- _SOURCE TEXT_
----
We laud our men and women of the armed forces for being willing to make the ultimate sacrifice on our behalf, but how we treat them after they’ve returned from war—with the scars and angst that will last them a lifetime–speaks to how we really feel about their service. A shocking number of military veterans are homeless and also lack proper medical and mental care.
As a group, homeless veterans reported having been homeless significantly longer than their non-veteran counterparts.
- Among the total population surveyed, homeless veterans reported having been homeless for an average of 5.77 years vs. 3.92 years for homeless non-veterans
- Among the 12,500 people who reported having been homeless for 2 years or more, homeless veterans were found to have been homeless for an average of 9 years, whereas non-veterans were found to have been homeless for 7.3 years.
As a group, homeless veterans were considerably older than non-veterans, though this does not account fully for the longer duration of their homelessness.
----
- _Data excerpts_
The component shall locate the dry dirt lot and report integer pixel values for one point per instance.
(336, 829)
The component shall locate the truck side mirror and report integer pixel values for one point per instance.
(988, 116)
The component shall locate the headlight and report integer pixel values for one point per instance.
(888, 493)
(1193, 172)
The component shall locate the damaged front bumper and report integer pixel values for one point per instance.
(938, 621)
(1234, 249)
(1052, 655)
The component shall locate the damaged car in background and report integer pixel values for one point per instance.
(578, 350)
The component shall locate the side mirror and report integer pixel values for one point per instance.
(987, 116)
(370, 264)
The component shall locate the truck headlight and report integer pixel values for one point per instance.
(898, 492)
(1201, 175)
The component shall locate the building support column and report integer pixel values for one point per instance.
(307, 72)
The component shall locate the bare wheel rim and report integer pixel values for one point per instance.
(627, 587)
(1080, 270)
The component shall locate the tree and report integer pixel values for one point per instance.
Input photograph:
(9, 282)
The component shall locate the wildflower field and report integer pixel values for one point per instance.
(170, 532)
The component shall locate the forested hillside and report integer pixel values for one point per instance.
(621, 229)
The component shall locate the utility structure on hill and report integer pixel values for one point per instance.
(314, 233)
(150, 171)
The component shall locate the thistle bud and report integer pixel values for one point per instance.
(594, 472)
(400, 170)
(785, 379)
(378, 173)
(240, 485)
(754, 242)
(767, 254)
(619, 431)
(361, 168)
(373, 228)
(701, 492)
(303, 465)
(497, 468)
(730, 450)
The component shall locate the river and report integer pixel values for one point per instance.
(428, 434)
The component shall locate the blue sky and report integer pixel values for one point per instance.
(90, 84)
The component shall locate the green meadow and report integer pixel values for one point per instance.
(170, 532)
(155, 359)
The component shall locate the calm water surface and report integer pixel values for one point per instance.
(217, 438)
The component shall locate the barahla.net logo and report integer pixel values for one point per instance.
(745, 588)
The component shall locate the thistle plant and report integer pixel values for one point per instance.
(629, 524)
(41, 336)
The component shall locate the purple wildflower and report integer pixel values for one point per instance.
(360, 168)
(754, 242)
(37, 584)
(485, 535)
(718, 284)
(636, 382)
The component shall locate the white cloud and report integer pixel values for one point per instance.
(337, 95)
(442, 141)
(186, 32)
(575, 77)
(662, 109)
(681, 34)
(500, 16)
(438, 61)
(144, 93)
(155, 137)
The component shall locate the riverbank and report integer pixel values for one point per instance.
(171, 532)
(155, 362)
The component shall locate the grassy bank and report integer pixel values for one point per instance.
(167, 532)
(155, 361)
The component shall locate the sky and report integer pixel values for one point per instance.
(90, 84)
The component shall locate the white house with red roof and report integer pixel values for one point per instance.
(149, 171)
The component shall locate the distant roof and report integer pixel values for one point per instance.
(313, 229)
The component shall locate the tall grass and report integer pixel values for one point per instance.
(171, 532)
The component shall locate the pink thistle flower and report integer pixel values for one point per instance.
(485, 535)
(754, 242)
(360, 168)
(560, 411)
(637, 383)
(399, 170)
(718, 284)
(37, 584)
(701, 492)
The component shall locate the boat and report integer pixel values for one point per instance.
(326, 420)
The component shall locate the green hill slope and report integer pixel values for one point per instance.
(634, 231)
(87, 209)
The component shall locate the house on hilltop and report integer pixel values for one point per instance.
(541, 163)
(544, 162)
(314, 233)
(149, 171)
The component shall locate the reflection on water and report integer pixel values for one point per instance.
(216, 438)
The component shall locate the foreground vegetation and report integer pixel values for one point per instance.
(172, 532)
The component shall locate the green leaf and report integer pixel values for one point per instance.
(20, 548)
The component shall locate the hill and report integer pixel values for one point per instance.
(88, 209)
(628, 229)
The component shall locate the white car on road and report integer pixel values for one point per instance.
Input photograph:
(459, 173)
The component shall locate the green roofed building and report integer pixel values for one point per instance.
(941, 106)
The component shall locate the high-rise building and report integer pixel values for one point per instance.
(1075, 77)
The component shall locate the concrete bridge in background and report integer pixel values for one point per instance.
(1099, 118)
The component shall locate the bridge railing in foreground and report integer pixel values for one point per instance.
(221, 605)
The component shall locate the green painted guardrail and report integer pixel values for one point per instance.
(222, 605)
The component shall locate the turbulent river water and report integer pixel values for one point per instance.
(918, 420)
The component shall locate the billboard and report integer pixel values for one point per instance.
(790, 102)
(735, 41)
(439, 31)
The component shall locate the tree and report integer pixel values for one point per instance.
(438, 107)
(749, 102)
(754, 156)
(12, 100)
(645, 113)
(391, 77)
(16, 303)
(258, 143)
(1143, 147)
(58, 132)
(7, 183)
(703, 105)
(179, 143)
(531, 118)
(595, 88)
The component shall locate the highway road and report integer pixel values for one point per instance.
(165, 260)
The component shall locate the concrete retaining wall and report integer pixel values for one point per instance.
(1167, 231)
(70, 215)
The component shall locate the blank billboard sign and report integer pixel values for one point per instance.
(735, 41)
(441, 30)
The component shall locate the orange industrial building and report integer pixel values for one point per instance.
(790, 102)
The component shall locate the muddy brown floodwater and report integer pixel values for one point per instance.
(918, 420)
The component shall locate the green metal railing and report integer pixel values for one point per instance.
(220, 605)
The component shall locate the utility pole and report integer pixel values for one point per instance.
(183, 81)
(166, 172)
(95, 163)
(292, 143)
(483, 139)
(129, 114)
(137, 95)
----
- _WHAT YOU WILL DO_
**1)** Write out the stretch of the homeless veterans passage from "As a group, homeless veterans were" through "of their homelessness.", word for word.
**2)** Pick up the passage on homeless veterans after its final sentence and carry it forward.

- _RESULTS OF THE EXERCISE_
**1)**
As a group, homeless veterans were considerably older than non-veterans, though this does not account fully for the longer duration of their homelessness.

**2)**
- 21.3% of homeless veterans reported an age over 60, compared to 9.4% of homeless nonveterans
Homeless veterans reported a higher incidence of various health conditions linked to increased risk of death among the homeless population. Among these conditions:
- 27.3% were tri-morbid, meaning they suffered from mental illness, physical illness, and substance abuse at the same time
- 20.8% had received ER or inpatient care more than 3 times in the last year
- 21.3% were over 60
- 9.4% reported multiple instances of frostbite
- 9.2% reported liver disease
- 4.4% reported kidney disease
Veterans who had served in the most recent wars in Iraq and Afghanistan were more likely to report a traumatic brain injury and to have received some form of mental health treatment than veterans of other wars
- 27% of Iraq/Afghanistan veterans reported traumatic brain injury, compared to 19% of other veterans
- 46% of Iraq/Afghanistan veterans reported some form of mental health treatment, compared to 41% of other veterans
No correlation was found between the possession of VA health benefits and frequency of health risks or time spent homeless.